### [What is expected]
In the records below, begin at the line that has "Reviewer note: make sure each instance of the cross" and stop after the line that has "Reviewer note: make sure each instance of the blue onion"; quote those lines verbatim and nothing more.

### [Available data]
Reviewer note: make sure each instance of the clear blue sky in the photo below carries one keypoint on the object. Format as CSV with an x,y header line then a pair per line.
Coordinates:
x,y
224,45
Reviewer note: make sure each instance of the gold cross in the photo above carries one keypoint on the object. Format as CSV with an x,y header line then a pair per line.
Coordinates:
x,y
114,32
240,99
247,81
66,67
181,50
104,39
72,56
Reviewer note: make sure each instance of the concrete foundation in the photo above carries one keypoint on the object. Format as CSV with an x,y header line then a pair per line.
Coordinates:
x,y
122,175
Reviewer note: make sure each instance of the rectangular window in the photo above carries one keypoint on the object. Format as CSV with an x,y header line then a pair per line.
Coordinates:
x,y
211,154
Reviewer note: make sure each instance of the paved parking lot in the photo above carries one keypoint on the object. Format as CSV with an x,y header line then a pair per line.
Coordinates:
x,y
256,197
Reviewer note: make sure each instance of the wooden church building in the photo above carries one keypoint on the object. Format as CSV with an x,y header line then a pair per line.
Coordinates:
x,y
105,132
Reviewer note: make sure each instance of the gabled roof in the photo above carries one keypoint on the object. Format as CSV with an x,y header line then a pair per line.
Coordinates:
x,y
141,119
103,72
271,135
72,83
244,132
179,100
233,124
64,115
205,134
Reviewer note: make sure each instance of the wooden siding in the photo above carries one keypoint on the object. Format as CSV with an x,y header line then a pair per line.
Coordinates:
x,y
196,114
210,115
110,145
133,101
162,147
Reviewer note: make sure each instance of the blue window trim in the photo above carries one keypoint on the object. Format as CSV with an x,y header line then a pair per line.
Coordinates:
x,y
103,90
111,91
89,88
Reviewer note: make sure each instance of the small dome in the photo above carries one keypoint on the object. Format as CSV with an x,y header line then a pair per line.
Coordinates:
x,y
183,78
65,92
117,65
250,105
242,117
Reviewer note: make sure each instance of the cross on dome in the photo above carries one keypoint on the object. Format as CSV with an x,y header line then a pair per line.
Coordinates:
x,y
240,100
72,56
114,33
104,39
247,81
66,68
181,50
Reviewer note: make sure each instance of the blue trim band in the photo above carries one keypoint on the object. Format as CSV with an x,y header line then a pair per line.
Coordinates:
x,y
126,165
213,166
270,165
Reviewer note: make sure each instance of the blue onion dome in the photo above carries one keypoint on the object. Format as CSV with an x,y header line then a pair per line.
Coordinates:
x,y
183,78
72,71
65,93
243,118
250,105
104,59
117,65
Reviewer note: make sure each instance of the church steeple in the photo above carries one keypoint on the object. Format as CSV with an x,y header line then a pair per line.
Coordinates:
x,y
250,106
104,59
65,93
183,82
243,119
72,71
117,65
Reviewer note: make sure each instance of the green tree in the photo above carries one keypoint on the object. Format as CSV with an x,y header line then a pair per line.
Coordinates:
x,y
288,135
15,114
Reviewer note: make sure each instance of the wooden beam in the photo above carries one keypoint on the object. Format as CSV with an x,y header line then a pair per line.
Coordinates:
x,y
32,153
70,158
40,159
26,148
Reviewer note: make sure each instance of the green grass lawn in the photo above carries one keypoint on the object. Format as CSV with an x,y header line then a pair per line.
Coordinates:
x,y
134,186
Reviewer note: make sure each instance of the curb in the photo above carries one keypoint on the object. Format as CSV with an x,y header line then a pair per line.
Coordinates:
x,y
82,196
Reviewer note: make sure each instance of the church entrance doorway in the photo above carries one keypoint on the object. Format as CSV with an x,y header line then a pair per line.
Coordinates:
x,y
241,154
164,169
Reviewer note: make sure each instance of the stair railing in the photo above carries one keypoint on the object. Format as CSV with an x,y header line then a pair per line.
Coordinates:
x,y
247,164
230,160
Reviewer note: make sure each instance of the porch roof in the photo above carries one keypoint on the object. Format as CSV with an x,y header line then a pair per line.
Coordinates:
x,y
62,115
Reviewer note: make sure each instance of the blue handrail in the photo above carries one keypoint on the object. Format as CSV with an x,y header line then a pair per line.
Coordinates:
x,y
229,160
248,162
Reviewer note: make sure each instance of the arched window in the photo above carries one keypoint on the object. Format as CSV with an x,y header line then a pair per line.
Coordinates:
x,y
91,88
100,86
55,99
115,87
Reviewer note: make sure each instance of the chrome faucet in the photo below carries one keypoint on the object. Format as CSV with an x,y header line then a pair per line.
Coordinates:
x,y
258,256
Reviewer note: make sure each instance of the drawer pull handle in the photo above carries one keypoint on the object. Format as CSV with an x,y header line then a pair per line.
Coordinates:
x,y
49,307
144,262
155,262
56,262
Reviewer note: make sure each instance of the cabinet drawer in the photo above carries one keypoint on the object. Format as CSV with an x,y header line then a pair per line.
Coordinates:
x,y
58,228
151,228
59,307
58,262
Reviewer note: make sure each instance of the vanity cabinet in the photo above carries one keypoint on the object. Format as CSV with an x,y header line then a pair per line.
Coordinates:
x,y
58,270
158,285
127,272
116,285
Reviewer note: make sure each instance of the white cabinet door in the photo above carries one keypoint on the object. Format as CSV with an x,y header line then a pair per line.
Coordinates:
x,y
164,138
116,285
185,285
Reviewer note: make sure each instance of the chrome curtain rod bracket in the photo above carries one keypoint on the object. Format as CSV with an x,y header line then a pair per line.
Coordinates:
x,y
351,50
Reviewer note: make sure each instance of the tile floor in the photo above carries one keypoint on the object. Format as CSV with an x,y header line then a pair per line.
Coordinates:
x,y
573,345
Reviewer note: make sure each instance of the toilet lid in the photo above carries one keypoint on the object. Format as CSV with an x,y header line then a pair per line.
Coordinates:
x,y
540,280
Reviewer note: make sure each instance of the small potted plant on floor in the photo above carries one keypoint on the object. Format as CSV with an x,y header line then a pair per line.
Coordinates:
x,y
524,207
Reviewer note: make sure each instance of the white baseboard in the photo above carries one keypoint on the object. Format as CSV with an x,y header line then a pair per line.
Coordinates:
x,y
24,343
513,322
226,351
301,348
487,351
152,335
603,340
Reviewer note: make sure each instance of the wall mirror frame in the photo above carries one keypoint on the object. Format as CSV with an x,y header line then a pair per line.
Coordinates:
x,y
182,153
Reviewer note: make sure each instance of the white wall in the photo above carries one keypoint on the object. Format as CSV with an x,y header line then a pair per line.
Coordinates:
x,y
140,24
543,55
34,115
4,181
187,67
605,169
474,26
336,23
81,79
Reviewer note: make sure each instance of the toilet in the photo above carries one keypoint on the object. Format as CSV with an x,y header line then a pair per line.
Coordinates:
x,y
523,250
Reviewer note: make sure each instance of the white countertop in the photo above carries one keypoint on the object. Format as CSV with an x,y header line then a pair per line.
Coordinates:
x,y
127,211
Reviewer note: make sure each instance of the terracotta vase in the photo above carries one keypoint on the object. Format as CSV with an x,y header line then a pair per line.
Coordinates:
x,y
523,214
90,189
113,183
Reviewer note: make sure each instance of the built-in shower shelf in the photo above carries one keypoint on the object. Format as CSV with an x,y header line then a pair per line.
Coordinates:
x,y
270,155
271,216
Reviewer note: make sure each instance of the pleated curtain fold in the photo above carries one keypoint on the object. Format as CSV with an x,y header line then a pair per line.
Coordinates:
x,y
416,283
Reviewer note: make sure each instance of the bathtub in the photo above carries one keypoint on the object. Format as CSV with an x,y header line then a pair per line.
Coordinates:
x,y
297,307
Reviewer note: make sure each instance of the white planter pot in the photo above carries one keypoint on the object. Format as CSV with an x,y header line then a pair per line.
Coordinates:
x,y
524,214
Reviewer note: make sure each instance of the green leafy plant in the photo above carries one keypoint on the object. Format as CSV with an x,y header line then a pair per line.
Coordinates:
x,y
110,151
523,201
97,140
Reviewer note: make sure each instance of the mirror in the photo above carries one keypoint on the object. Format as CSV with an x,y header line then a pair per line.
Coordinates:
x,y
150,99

### [Output for this task]
Reviewer note: make sure each instance of the cross on dome in the photo above carries one keypoint on the object. Format as CSV with an x,y header line then a pair per line.
Coordinates:
x,y
240,100
72,56
114,33
104,39
247,81
66,68
181,50
Reviewer note: make sure each instance of the blue trim band in the photo above carries one keypoint on the object. Format as CSV with an x,y header line then a pair per line.
Coordinates:
x,y
126,165
213,166
270,165
Reviewer note: make sure each instance of the blue onion dome in the photo above carries one keypoint on the object. Format as CSV with an x,y header line then a pair per line.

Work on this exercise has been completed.